What to work on | Among the entries, find the lines with the string "pattern" and report them.
═════ Supplied material ═════
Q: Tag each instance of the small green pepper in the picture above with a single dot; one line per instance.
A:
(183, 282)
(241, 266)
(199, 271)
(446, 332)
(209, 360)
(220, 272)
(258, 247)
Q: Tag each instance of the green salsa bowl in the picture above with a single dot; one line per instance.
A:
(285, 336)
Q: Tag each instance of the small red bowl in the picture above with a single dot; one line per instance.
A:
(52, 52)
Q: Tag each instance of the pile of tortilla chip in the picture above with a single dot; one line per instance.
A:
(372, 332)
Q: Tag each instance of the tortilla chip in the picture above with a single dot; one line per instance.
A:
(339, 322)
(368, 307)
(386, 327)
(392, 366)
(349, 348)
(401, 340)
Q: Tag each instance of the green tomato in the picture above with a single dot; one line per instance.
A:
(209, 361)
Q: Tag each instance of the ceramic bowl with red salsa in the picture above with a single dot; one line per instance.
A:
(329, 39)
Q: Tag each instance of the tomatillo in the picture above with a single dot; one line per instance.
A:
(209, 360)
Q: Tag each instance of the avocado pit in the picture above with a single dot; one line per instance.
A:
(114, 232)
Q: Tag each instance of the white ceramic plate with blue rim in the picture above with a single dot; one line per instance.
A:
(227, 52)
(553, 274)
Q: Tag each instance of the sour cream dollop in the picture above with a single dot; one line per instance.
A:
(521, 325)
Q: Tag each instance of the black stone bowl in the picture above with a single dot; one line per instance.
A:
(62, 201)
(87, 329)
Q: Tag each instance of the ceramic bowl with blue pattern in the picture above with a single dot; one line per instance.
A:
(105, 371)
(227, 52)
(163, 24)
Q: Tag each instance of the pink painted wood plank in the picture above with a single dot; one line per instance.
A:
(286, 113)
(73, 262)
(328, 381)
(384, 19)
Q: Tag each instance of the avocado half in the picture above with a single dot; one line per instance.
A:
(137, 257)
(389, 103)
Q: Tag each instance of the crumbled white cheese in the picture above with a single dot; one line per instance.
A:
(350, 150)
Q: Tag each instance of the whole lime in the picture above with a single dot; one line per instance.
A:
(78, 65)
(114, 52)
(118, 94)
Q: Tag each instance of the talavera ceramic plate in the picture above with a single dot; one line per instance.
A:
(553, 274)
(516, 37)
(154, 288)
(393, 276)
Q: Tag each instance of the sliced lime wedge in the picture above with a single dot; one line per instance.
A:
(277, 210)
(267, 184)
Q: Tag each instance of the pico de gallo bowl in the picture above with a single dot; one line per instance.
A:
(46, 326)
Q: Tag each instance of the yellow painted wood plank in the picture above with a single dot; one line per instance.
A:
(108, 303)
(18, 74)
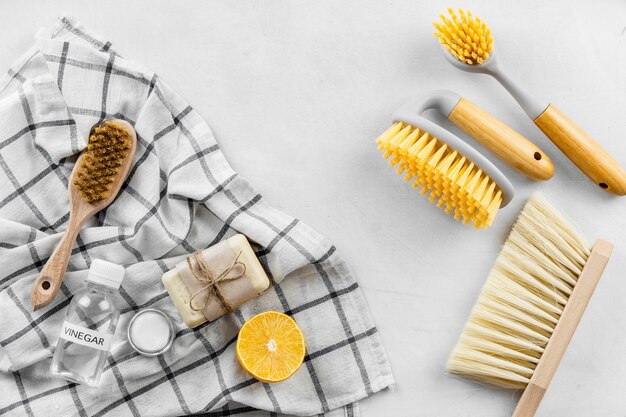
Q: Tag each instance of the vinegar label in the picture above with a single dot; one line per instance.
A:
(86, 337)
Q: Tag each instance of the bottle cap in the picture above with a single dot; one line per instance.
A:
(106, 273)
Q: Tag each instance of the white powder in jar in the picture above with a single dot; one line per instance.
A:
(150, 332)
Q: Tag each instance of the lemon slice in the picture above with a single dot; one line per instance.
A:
(270, 346)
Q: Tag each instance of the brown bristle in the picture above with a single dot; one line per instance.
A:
(107, 147)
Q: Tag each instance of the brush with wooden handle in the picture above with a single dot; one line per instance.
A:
(495, 135)
(530, 305)
(96, 180)
(469, 46)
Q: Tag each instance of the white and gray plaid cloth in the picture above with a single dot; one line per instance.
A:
(181, 195)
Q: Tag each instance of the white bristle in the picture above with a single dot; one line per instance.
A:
(522, 299)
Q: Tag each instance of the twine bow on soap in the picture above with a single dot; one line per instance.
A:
(202, 272)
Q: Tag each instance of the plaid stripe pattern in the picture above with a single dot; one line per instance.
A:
(181, 195)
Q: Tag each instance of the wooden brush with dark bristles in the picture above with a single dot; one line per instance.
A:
(95, 181)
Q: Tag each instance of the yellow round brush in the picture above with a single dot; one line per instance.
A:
(471, 48)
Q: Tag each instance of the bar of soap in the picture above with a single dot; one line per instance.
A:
(236, 292)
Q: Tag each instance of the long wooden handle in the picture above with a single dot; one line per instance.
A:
(502, 140)
(582, 150)
(49, 281)
(564, 330)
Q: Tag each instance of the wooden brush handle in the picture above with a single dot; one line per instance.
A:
(502, 140)
(564, 330)
(582, 150)
(49, 281)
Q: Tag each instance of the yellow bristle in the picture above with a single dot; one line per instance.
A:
(453, 183)
(465, 36)
(522, 300)
(107, 147)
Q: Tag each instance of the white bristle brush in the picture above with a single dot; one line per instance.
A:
(530, 305)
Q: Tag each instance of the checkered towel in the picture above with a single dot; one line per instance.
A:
(181, 195)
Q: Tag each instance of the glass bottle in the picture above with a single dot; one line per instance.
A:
(88, 329)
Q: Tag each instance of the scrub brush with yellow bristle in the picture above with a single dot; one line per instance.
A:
(461, 180)
(470, 47)
(530, 305)
(96, 179)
═════
Solved problem |
Q: Tag each instance of the ceramic bowl with blue pattern in the picture above with a single dot; one line per instance.
Q: Tag each instance of the plaid stripe pattern in the picture above with a single dot; one line per instance.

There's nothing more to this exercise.